■ **The request**:
Set down the material below in full, matching it exactly.
# START OF Entries shown
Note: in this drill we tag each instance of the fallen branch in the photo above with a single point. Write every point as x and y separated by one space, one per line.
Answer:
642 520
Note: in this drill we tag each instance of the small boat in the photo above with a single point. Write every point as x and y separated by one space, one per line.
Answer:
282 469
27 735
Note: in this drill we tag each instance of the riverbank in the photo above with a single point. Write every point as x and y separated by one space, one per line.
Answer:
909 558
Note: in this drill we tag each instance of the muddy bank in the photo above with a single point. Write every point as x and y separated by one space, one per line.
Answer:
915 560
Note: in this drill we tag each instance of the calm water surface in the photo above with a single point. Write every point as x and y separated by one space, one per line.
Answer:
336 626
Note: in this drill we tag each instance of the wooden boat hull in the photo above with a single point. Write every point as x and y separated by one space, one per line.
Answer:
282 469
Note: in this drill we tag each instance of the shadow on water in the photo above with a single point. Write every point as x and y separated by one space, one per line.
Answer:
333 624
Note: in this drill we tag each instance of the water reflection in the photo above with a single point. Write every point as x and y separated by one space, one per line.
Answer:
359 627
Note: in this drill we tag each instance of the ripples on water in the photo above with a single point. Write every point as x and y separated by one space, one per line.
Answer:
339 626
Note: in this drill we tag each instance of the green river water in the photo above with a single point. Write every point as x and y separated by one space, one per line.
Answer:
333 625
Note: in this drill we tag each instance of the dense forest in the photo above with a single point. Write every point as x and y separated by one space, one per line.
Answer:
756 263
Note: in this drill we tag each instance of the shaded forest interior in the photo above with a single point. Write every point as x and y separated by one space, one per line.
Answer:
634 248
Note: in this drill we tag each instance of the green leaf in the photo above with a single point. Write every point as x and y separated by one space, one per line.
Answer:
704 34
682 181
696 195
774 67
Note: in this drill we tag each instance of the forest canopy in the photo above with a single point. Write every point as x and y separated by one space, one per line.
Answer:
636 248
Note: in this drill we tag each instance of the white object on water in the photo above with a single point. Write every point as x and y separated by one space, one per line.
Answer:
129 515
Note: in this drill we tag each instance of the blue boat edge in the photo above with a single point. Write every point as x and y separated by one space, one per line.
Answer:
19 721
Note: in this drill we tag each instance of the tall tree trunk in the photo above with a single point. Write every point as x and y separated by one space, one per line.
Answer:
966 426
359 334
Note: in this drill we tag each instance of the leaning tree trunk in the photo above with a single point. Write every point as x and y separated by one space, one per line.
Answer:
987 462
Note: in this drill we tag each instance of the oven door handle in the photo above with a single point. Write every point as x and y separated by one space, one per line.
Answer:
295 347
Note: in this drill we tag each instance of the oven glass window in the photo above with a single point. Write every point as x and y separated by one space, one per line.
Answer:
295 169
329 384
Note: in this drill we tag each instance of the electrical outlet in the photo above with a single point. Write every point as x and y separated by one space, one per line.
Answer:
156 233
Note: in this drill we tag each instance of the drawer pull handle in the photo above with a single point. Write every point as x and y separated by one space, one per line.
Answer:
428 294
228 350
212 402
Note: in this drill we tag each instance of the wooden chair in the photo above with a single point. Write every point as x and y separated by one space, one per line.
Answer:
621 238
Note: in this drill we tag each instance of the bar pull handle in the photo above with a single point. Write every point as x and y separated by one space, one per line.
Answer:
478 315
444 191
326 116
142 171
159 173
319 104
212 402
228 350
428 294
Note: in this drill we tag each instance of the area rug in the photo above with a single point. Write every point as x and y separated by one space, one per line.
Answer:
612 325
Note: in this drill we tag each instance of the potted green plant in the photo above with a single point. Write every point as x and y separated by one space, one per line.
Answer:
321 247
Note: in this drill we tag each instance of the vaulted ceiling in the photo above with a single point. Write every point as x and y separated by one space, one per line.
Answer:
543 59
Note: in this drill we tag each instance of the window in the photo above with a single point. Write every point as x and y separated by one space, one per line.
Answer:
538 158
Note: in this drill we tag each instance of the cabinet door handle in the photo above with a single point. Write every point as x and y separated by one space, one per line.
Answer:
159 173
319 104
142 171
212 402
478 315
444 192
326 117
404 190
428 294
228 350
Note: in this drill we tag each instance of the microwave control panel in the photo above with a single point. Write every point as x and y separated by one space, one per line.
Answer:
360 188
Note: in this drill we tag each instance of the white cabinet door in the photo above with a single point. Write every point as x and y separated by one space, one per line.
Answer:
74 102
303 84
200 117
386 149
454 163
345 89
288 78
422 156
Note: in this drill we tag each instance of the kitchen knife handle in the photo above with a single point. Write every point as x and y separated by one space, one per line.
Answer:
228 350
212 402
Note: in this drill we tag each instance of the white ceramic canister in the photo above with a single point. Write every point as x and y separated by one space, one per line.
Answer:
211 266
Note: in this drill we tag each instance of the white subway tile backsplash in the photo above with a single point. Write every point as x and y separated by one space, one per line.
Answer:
# END OF Entries shown
■ **Problem solution**:
Note: in this drill we tag each instance of the fallen branch in the photo above with a single point. Write every point as x and y separated by one space, one per line.
Answer:
642 520
Note: in this drill we tag each instance of the small boat in the photo above with a single point. Write every point as x and y separated by one space, one per line.
Answer:
282 469
27 735
Note: in this drill we tag each instance of the riverbank in the photo above with a single point. Write every point as x and y separated by one space, one per line.
Answer:
909 558
Note: in this drill we tag each instance of the muddy bank in the photo above with a single point. Write every point as x and y separated by one space, one per line.
Answer:
915 560
Note: in this drill we tag each instance of the calm water surface in the photo above with a single point. Write every point as x and y separated by one space, one per line.
Answer:
336 626
Note: in this drill we tag each instance of the wooden boat hull in the photo above with a single point. Write every point as x and y separated by one space, one per line.
Answer:
282 469
Note: in this drill we tag each instance of the shadow on water in the photo above with a single point. Write every point as x and y separated by one space, one per line.
Answer:
333 624
Note: in this drill we tag each instance of the water reflection in the photo above with a single point. Write every point as x and y separated by one space, one per line.
Answer:
359 627
Note: in this drill we tag each instance of the ripples on water in the photo above with a single point. Write every point as x and y separated by one space, one per line.
Answer:
339 626
Note: in this drill we tag each instance of the green river water in the photo above with a single point. Write every point as x and y separated by one space, one per line.
Answer:
333 625
Note: in this drill we tag each instance of the dense forest in the photo above with a single point. Write every point as x and y separated by one space, one per line.
Answer:
756 263
Note: in this drill we tag each instance of the shaded forest interior in the photo above with a single point. Write every point as x and y separated by one space, one per line.
Answer:
634 248
Note: in this drill we tag each instance of the green leaf in the photo above with a single point. Write every point as x and y separated by one space, one per line.
Answer:
704 34
682 181
696 195
774 67
Note: in this drill we tag each instance of the forest canopy in the photo above with a single point. Write every point as x and y separated by one space, one per line.
Answer:
636 248
Note: in this drill we tag each instance of the white object on water in the photo above with a single point. Write every point as x and y separated by one space, one per line.
Answer:
129 515
Note: in this drill we tag each instance of the blue boat edge in the photo above with a single point. Write every point as x and y separated by one space, one per line.
Answer:
19 721
Note: in this drill we tag each instance of the tall tree trunk in the photo above with a single point. Write every point as x and y separated by one space, one per line.
Answer:
966 426
359 334
Note: in this drill we tag each instance of the leaning tree trunk in the photo above with a single point. Write every point as x and y separated by one space, one per line.
Answer:
987 462
Note: in this drill we tag each instance of the oven door handle in the photo above with a single point. Write every point as x and y separated by one space, one per line.
Answer:
295 347
Note: in this drill we tag each instance of the oven glass window in the photo above with a single point. Write every point as x and y separated by one space, one per line.
Answer:
295 169
329 384
Note: in this drill we tag each instance of the electrical outlet in the photo above with a single point. Write every point as x and y separated by one space, one per line.
Answer:
156 233
Note: in this drill we tag each instance of the drawer pull handle in the photo above with a single point. Write every point as x and y separated by one space, one per line.
Answer:
428 294
228 350
212 402
Note: in this drill we tag each instance of the wooden chair in the photo above with a single point. Write every point as x and y separated by one space, one per line.
Answer:
621 238
Note: in this drill we tag each instance of the bar pull handle in the photo above with a single point. Write every point as x and y separated by one space, one per line.
Answer:
478 315
444 191
326 116
142 171
159 173
319 104
212 402
228 350
428 294
Note: in this drill we tag each instance of the area rug in the photo above with a single point. Write every point as x and y separated by one space, one per line.
Answer:
612 325
Note: in this drill we tag each instance of the potted green plant in the photo above with a single point. Write every point as x and y separated by one space, one per line.
Answer:
321 247
Note: in this drill we tag each instance of the vaulted ceiling in the photo above with a single point. Write every point as x and y separated by one space, one per line.
Answer:
543 59
Note: in this drill we tag each instance of the window in the photo above with a single point. Write every point as x and y separated by one space, one per line.
Answer:
538 158
Note: in this drill we tag each instance of the cabinet door handle in the photo above with a single point. Write every point as x and y separated by one space, one per line.
Answer:
159 173
319 104
142 171
212 402
478 315
444 192
326 117
404 190
428 294
228 350
Note: in this drill we tag each instance of the microwave control panel in the photo above with a single point. Write every point as x and y separated by one space, one per line.
Answer:
360 188
Note: in this drill we tag each instance of the white cabinet door in the photo above with a single point. Write every point as x and y separated by one space, one per line.
Answer:
74 102
303 84
200 117
386 149
454 163
345 89
288 78
422 156
Note: in this drill we tag each instance of the kitchen knife handle in the photo above with a single point. Write every point as x and y separated by one space, one per line.
Answer:
228 350
212 402
Note: in this drill we tag each instance of the white ceramic canister in the photo above with a single point. Write every point as x and y separated by one space, one per line.
Answer:
211 266
Note: in this drill we tag each instance of the white subway tile backsplash in the photo above with a single point. Write every point as x and y separated by one space, one per line.
Answer:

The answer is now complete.